Exercise objective:
Instruction for the data below: set down exactly the lines from the line with "Target: thorny stem" to the line with "out the pale", inclusive, and no others.

• • • • • • •

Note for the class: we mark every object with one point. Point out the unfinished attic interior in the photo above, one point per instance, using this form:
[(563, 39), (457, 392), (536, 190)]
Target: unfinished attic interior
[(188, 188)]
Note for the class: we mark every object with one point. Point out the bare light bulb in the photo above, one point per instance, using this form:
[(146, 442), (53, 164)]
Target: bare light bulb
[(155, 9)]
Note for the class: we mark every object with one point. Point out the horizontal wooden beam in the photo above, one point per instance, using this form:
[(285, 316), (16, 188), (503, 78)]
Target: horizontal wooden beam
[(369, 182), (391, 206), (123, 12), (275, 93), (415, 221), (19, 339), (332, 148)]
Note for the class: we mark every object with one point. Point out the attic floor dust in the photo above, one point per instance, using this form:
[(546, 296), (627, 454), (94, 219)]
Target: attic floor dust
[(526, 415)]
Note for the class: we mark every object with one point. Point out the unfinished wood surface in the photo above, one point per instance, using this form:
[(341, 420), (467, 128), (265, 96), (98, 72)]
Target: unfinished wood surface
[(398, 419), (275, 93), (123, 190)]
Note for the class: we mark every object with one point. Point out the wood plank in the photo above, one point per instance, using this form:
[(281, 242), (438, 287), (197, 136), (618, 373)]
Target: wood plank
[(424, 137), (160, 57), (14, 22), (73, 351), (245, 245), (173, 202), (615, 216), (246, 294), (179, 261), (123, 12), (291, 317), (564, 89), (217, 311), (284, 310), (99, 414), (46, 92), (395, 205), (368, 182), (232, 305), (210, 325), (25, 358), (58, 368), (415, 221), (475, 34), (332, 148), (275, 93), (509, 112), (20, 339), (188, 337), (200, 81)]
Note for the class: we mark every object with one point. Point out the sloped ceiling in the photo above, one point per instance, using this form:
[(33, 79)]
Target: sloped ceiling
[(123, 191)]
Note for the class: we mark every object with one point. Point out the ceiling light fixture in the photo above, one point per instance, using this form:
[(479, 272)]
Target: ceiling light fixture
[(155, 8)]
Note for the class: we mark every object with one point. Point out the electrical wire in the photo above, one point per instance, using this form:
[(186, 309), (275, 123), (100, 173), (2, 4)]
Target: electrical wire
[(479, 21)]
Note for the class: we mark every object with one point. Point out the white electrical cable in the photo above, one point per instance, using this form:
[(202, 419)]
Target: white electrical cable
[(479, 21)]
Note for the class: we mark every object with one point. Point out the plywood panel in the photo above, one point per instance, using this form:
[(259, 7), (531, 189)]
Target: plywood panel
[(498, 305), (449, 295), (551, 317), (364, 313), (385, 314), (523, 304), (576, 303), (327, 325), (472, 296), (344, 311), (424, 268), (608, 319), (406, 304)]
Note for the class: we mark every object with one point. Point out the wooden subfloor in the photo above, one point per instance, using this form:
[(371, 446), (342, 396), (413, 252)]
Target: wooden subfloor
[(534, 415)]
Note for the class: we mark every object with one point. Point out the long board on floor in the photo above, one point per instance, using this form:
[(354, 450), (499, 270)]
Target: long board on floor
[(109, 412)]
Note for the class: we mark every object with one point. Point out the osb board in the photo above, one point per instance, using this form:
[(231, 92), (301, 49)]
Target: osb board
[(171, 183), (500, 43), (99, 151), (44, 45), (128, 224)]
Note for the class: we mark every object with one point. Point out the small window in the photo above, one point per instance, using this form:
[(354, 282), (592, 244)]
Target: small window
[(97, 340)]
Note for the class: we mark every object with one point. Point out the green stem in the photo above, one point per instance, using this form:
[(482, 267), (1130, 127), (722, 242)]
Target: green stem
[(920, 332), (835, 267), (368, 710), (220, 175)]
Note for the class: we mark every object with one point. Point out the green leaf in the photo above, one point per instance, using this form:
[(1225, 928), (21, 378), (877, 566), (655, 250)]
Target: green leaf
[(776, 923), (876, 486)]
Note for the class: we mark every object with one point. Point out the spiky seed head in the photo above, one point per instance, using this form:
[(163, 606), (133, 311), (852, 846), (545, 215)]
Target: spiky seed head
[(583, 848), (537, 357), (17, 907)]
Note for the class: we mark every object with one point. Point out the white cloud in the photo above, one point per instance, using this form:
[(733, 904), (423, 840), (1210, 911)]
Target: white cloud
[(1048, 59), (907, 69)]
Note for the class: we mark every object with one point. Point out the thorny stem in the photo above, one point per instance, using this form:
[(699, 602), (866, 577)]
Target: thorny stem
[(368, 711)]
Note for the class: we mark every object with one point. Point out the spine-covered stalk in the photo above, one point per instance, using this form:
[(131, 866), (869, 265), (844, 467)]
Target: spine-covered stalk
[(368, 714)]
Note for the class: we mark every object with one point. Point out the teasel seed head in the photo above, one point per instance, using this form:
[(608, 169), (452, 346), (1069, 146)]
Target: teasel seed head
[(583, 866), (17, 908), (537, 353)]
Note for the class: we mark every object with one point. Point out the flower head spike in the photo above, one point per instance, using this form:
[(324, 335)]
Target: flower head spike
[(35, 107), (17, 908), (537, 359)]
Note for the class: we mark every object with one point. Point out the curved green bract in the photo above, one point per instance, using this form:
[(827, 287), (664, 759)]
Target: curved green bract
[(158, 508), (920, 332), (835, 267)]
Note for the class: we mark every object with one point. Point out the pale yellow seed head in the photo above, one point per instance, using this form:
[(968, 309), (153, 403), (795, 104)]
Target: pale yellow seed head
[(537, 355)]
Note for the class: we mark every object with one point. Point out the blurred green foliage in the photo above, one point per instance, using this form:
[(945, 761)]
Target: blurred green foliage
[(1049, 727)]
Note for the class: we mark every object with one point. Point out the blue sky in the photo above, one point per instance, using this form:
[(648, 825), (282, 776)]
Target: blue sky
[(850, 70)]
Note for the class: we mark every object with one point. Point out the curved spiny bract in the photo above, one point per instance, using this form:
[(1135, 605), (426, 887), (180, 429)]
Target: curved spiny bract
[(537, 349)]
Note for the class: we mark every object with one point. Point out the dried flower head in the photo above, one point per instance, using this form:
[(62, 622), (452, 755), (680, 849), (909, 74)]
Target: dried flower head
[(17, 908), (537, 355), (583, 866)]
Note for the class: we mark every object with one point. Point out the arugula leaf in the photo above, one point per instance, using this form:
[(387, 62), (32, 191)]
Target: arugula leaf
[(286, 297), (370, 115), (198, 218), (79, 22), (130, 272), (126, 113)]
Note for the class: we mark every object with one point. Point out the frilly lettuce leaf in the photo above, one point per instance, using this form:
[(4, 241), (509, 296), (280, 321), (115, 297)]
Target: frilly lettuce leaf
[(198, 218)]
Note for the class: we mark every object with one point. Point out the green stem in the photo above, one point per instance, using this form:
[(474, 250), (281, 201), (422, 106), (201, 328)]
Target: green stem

• • • • • • •

Response to the task:
Target: thorny stem
[(368, 711)]
Note for the class: we mark every object with one point. Point out the spine-covered stalk in the photo above, one point per instance, using this form:
[(131, 866), (869, 265), (844, 467)]
Target: spine-covered stalk
[(368, 714)]
Note for the class: we mark every object with one point. Point out the teasel seed head in the photo above, one point per instance, using this form:
[(608, 169), (452, 346), (1069, 146)]
Target: teasel seed head
[(583, 866), (17, 908), (537, 353)]
Note for the class: we mark every object with one point. Point out the flower head spike in the photo above, one point per instance, using this form:
[(324, 335)]
Target: flower head spike
[(35, 107), (17, 908), (537, 359)]
Note for the class: we mark every object with one point. Point out the curved green bract in the photo above, one point per instance, using this form:
[(827, 287), (664, 759)]
Target: curved green bract
[(158, 508), (920, 332), (835, 267)]
Note for the class: we mark every object with one point. Point out the pale yellow seed head in the photo above, one point per instance, using this form:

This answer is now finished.